TO DO
Copy the records between the lines holding "Annotate each instance of the small" and "x=201 y=259", inclusive, keeping every request line unchanged. Shift each answer point by subtracting 15 from both its x and y coordinates.

start DATA ROWS

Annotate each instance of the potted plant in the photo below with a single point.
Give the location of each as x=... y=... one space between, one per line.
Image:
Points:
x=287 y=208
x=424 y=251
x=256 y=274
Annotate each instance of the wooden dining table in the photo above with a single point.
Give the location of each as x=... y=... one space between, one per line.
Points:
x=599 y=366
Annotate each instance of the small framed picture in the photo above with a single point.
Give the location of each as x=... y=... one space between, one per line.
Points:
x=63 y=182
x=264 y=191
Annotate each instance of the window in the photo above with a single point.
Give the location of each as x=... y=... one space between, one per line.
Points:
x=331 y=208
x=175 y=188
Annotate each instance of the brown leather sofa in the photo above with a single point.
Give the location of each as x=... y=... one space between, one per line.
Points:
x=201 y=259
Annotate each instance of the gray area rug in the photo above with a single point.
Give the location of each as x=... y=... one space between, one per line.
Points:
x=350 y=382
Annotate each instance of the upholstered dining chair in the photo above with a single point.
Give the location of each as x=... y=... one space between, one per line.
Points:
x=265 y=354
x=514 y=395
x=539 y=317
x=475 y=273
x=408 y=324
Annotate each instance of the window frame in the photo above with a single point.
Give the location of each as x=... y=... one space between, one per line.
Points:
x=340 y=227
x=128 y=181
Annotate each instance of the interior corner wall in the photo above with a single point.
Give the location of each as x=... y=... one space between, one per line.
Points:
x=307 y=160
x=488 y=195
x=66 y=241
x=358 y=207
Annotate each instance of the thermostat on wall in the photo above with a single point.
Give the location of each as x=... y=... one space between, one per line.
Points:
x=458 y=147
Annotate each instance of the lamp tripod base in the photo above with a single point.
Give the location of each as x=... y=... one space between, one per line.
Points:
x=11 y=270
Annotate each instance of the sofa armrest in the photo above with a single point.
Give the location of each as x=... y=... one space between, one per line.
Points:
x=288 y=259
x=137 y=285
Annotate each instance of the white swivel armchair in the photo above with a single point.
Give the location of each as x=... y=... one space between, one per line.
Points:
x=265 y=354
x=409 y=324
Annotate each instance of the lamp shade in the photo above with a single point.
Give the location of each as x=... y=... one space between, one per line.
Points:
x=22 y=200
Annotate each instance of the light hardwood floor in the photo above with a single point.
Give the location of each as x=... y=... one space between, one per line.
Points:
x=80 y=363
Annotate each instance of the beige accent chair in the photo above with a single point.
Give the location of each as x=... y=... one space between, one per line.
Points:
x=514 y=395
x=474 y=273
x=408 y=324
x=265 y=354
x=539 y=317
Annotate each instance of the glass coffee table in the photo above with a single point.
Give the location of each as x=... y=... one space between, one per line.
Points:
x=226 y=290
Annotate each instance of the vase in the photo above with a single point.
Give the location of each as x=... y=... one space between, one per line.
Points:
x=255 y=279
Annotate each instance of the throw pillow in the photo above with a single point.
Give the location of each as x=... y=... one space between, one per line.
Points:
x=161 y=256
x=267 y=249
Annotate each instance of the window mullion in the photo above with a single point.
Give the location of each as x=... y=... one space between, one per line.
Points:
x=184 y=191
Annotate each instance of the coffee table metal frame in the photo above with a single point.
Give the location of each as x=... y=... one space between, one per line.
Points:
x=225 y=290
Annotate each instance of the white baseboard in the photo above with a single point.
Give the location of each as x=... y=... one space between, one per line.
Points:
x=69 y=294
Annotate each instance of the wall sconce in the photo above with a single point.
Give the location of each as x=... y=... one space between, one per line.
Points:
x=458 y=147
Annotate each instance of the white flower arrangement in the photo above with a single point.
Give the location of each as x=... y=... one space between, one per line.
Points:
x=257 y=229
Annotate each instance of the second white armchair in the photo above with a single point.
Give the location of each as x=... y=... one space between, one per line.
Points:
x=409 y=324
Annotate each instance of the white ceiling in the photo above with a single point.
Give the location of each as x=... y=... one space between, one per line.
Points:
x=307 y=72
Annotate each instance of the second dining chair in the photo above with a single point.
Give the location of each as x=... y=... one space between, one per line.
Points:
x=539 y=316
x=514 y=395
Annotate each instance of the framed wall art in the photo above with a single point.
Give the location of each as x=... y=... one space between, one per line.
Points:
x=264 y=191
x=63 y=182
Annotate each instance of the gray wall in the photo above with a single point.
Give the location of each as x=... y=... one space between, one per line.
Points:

end DATA ROWS

FINAL RESULT
Annotate each instance of the small framed picture in the photo above with a single point.
Give the location of each as x=... y=... one space between, one per line.
Points:
x=48 y=167
x=249 y=176
Annotate each instance of the window in the photo above with a single point.
Give the location of each as x=... y=... one space between, one per line.
Points:
x=316 y=193
x=160 y=173
Annotate each instance of the brown leather sofa in the photo above with a single point.
Give the location of each as x=... y=... one space between, one per line.
Points:
x=186 y=244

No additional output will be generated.